Repeat the whole listing below, word for word.

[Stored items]
──────────────────────────────

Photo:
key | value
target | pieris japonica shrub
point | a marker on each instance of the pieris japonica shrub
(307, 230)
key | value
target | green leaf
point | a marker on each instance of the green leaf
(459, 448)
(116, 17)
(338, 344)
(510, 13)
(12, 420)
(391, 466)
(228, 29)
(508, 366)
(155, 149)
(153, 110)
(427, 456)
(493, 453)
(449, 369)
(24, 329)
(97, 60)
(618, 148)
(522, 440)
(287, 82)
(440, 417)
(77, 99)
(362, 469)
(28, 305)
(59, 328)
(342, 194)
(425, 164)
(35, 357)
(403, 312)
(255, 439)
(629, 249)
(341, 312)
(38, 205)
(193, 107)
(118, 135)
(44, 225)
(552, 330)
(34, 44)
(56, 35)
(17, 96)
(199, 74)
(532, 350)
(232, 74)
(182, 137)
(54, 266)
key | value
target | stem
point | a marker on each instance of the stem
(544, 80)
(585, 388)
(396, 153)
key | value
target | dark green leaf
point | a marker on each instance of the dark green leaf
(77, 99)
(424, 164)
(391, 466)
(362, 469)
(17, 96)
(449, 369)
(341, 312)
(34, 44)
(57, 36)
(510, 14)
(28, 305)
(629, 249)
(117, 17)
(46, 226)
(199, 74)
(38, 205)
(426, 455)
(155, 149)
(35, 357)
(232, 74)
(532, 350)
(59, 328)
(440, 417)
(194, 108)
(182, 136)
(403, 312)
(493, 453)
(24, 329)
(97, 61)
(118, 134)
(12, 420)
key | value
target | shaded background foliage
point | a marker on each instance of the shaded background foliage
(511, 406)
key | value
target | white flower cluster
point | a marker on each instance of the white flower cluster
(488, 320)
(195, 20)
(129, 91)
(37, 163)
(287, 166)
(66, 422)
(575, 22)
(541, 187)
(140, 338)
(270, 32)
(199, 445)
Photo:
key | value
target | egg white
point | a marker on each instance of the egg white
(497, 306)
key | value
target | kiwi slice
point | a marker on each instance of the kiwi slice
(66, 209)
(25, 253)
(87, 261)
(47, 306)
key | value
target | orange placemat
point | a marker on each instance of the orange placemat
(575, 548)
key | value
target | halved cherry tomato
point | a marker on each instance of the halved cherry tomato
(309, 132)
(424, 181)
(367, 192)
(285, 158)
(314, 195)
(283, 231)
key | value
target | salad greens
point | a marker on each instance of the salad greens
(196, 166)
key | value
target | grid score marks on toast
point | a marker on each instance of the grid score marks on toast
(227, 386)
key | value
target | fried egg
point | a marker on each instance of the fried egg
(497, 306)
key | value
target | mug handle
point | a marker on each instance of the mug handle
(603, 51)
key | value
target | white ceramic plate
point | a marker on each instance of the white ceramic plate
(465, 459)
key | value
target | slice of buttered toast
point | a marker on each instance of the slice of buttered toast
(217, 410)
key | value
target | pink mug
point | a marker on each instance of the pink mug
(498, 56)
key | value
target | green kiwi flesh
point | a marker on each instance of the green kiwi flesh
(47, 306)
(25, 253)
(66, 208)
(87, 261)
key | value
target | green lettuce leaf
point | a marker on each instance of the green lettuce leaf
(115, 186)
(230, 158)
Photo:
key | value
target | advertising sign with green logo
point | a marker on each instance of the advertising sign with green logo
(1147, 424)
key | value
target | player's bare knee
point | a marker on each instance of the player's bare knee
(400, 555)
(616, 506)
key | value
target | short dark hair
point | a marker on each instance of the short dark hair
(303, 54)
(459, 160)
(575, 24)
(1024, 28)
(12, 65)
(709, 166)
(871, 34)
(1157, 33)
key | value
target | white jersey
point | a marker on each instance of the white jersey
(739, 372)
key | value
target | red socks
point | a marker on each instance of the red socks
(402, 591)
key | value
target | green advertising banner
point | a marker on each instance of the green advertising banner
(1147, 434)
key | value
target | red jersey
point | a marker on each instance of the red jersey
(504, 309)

──────────────────────────────

Written response =
Photo:
key | value
target | pieris japonica shrub
point | a marker on each instance of the pieris japonica shrub
(307, 230)
key | value
target | green leaf
point | a marker on each instance of the green leaf
(459, 448)
(116, 17)
(338, 344)
(510, 13)
(12, 420)
(391, 466)
(228, 29)
(508, 366)
(155, 149)
(153, 110)
(427, 456)
(493, 453)
(449, 369)
(24, 329)
(97, 60)
(618, 148)
(522, 440)
(287, 82)
(440, 417)
(77, 99)
(362, 469)
(28, 305)
(59, 328)
(342, 194)
(425, 164)
(35, 357)
(403, 312)
(255, 439)
(629, 249)
(341, 312)
(38, 205)
(193, 107)
(118, 135)
(44, 225)
(552, 330)
(34, 44)
(56, 35)
(17, 96)
(199, 74)
(532, 350)
(232, 74)
(182, 137)
(54, 266)
key | value
target | stem
point | a marker on each instance of the stem
(544, 80)
(585, 388)
(396, 153)
key | value
target | dark green leaf
point | a marker on each instance of the dark green leaf
(77, 99)
(424, 164)
(391, 466)
(362, 469)
(17, 96)
(449, 369)
(341, 312)
(34, 44)
(57, 36)
(510, 14)
(28, 305)
(629, 249)
(117, 17)
(46, 226)
(199, 74)
(38, 205)
(426, 455)
(155, 149)
(35, 357)
(232, 74)
(532, 350)
(59, 328)
(440, 417)
(194, 108)
(182, 136)
(403, 312)
(493, 453)
(24, 329)
(97, 61)
(118, 134)
(12, 420)
key | value
target | shaded background foliage
point | a marker on each instance of the shaded background foliage
(511, 406)
key | value
target | white flower cluster
point | a marker on each instance of the white flower cluster
(488, 320)
(195, 20)
(129, 91)
(37, 163)
(287, 166)
(66, 422)
(575, 22)
(541, 187)
(140, 338)
(270, 32)
(199, 445)
Photo:
key | value
target | egg white
point | a marker on each instance of the egg white
(497, 306)
key | value
target | kiwi slice
point | a marker on each instance of the kiwi slice
(66, 209)
(25, 253)
(87, 261)
(47, 306)
key | value
target | orange placemat
point | a marker on each instance of the orange placemat
(575, 548)
key | value
target | halved cherry tomato
point | a marker on each instance of the halved cherry tomato
(309, 132)
(424, 181)
(367, 192)
(285, 158)
(314, 195)
(283, 231)
key | value
target | salad greens
point | a marker on each instance of the salad greens
(196, 166)
key | value
target | grid score marks on toast
point | a marker on each instance of the grid score marks on toast
(227, 386)
key | value
target | fried egg
point | a marker on each instance of the fried egg
(497, 306)
key | value
target | mug handle
point | a marker on each instance of the mug handle
(603, 51)
key | value
target | white ceramic plate
point | a marker on each instance of the white ceramic plate
(465, 459)
key | value
target | slice of buttered toast
point | a marker on each instance of the slice of buttered toast
(217, 410)
key | value
target | pink mug
point | a marker on each instance of the pink mug
(498, 56)
key | value
target | green kiwi flesh
point | a marker on each instance of the green kiwi flesh
(47, 306)
(25, 253)
(66, 208)
(87, 261)
key | value
target | green lettuce leaf
point | a marker on each instance of the green lettuce leaf
(115, 186)
(230, 158)
Photo:
key | value
target | advertising sign with green logo
point | a marker on each instance of the advertising sign with green logo
(1147, 424)
key | value
target | player's bare knee
point | a marker on each instance of the player's bare knee
(400, 555)
(616, 506)
key | value
target | short dark hair
point | a marker on each instance of the short dark hair
(303, 54)
(459, 160)
(575, 24)
(1024, 28)
(12, 65)
(709, 166)
(871, 34)
(1157, 33)
key | value
target | white jersey
point | a marker on each instance of the white jersey
(739, 372)
key | value
target | red socks
point | a marker on each instance of the red socks
(402, 591)
key | value
target | green advertising banner
point | a marker on each instance of the green advertising banner
(1147, 434)
key | value
target | red jersey
point | a marker on each instance of the red jersey
(504, 309)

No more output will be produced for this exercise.